** Opening Source records block **

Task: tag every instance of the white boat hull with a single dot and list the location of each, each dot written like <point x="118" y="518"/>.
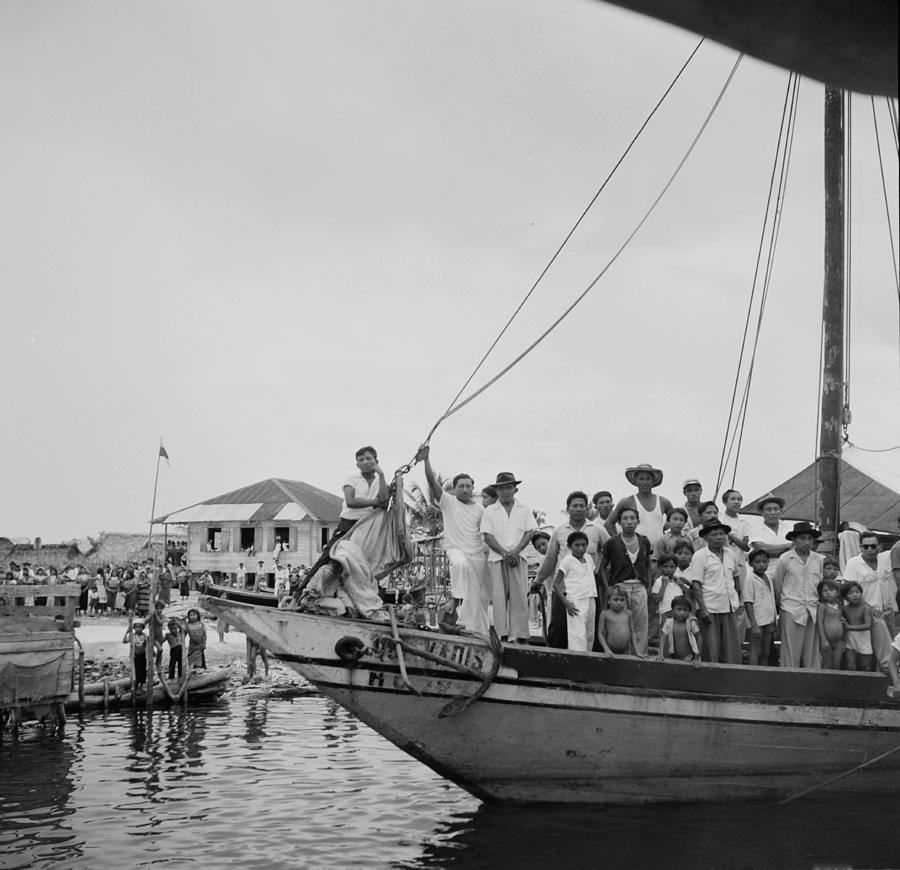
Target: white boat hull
<point x="538" y="739"/>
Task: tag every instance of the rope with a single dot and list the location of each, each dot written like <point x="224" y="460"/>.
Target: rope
<point x="460" y="405"/>
<point x="565" y="241"/>
<point x="840" y="776"/>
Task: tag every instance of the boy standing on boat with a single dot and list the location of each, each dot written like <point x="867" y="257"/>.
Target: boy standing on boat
<point x="798" y="573"/>
<point x="716" y="584"/>
<point x="507" y="527"/>
<point x="463" y="543"/>
<point x="626" y="562"/>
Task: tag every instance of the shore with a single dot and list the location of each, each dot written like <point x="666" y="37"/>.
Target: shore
<point x="105" y="655"/>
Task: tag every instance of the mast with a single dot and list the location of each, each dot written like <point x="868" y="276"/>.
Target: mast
<point x="828" y="496"/>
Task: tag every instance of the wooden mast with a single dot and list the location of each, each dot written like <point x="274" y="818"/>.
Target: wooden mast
<point x="828" y="497"/>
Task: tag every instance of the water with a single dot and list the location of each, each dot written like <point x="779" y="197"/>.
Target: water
<point x="295" y="781"/>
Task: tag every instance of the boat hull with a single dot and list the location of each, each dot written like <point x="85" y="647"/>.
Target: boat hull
<point x="556" y="727"/>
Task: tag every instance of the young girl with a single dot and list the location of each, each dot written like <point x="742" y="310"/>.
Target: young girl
<point x="135" y="635"/>
<point x="680" y="635"/>
<point x="196" y="633"/>
<point x="173" y="638"/>
<point x="830" y="623"/>
<point x="615" y="627"/>
<point x="857" y="619"/>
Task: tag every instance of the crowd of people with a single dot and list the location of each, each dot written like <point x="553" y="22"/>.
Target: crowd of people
<point x="697" y="582"/>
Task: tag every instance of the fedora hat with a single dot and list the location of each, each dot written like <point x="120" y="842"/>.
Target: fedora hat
<point x="632" y="473"/>
<point x="803" y="528"/>
<point x="505" y="478"/>
<point x="706" y="528"/>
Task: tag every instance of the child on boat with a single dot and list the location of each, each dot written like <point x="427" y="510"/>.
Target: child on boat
<point x="577" y="589"/>
<point x="138" y="640"/>
<point x="196" y="635"/>
<point x="758" y="597"/>
<point x="615" y="627"/>
<point x="679" y="637"/>
<point x="830" y="624"/>
<point x="668" y="586"/>
<point x="173" y="637"/>
<point x="857" y="619"/>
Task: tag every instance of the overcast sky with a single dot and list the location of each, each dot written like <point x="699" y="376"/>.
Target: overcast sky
<point x="273" y="232"/>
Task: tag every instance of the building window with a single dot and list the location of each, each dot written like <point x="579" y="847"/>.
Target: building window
<point x="214" y="539"/>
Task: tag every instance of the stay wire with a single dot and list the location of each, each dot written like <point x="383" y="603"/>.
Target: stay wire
<point x="460" y="405"/>
<point x="770" y="266"/>
<point x="762" y="236"/>
<point x="567" y="237"/>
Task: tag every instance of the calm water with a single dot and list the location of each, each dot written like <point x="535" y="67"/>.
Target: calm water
<point x="297" y="782"/>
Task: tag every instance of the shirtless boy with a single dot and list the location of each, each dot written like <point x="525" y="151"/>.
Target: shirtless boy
<point x="615" y="627"/>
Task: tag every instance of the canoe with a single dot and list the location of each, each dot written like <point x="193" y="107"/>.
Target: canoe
<point x="519" y="724"/>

** Closing Source records block **

Task item - Write out the listing above in full, word for word, with no pictures.

Result -
Task: tag every instance of the white boat hull with a single dot and list the location of each, each dot written like <point x="118" y="518"/>.
Target: white boat hull
<point x="538" y="739"/>
Task: tag every instance of the rope with a single dot and list the location of each, each dot written like <point x="224" y="460"/>.
Target: rope
<point x="460" y="405"/>
<point x="565" y="241"/>
<point x="840" y="776"/>
Task: tag every instance of the boy standing on boat with a single dot and list the location of each, each dot written like <point x="867" y="257"/>.
Target: boy standing on boat
<point x="798" y="573"/>
<point x="716" y="584"/>
<point x="507" y="527"/>
<point x="463" y="543"/>
<point x="626" y="562"/>
Task: tag every instance of the shore with a single dot and list the location of each, each dot written like <point x="666" y="37"/>.
Target: shore
<point x="105" y="655"/>
Task: tag every instance of the mast with a single dot and list the location of each, each dot written like <point x="868" y="276"/>.
Target: mast
<point x="828" y="496"/>
Task: tag every instance of the wooden mast with a single dot and list the location of each, each dot written like <point x="274" y="818"/>.
Target: wooden mast
<point x="828" y="497"/>
Task: tag every instance of the water with a single dot and list the location of each, each dot written like <point x="779" y="197"/>.
Target: water
<point x="295" y="781"/>
Task: tag every instance of the boat hull with a single dot and list the location of each, each dot written like <point x="85" y="647"/>.
Target: boat hull
<point x="556" y="727"/>
Task: tag every instance of the young girl with a single dot and list the location of each, each dot written like <point x="742" y="310"/>.
Target: young girl
<point x="135" y="635"/>
<point x="680" y="635"/>
<point x="196" y="633"/>
<point x="173" y="638"/>
<point x="830" y="623"/>
<point x="615" y="627"/>
<point x="857" y="619"/>
Task: tag every instance of the crowd of people with a single dot and list the location of each, each dot written like <point x="553" y="22"/>.
Target: crowd of people
<point x="697" y="582"/>
Task: tag every instance of the fedora hat with a single dot and list the location of each, each dot written like <point x="120" y="842"/>.
Target: fedora hat
<point x="632" y="473"/>
<point x="803" y="528"/>
<point x="505" y="478"/>
<point x="706" y="528"/>
Task: tag every instance of the child on boat with a single dot and list the location of each, each dot written like <point x="427" y="510"/>.
Target: child on boat
<point x="577" y="589"/>
<point x="138" y="640"/>
<point x="196" y="635"/>
<point x="758" y="597"/>
<point x="615" y="627"/>
<point x="679" y="637"/>
<point x="830" y="624"/>
<point x="668" y="586"/>
<point x="173" y="637"/>
<point x="857" y="619"/>
Task: tag every instance of the overcast sky with a single dot and list the location of each, each dot written like <point x="699" y="376"/>.
Target: overcast sky
<point x="273" y="232"/>
Task: tag every instance of the building window with a single dot and list the location of each, each dot written like <point x="579" y="847"/>.
Target: building window
<point x="214" y="539"/>
Task: tag every instance of the stay wire with a single dot and list the location of each, each dot written like <point x="383" y="603"/>.
Target: stay wire
<point x="460" y="405"/>
<point x="770" y="266"/>
<point x="762" y="236"/>
<point x="567" y="237"/>
Task: tag every instance of the calm water with a single dot and list the location of each, each dot written like <point x="535" y="67"/>.
Target: calm water
<point x="297" y="782"/>
Task: tag every instance of the shirtless boy with a single dot and list the location of each, each dot written like <point x="525" y="151"/>.
Target: shirtless boy
<point x="615" y="627"/>
Task: tag every instance of the canoe with a single dot and list the location of each, each dot written like <point x="193" y="107"/>.
Target: canoe
<point x="519" y="724"/>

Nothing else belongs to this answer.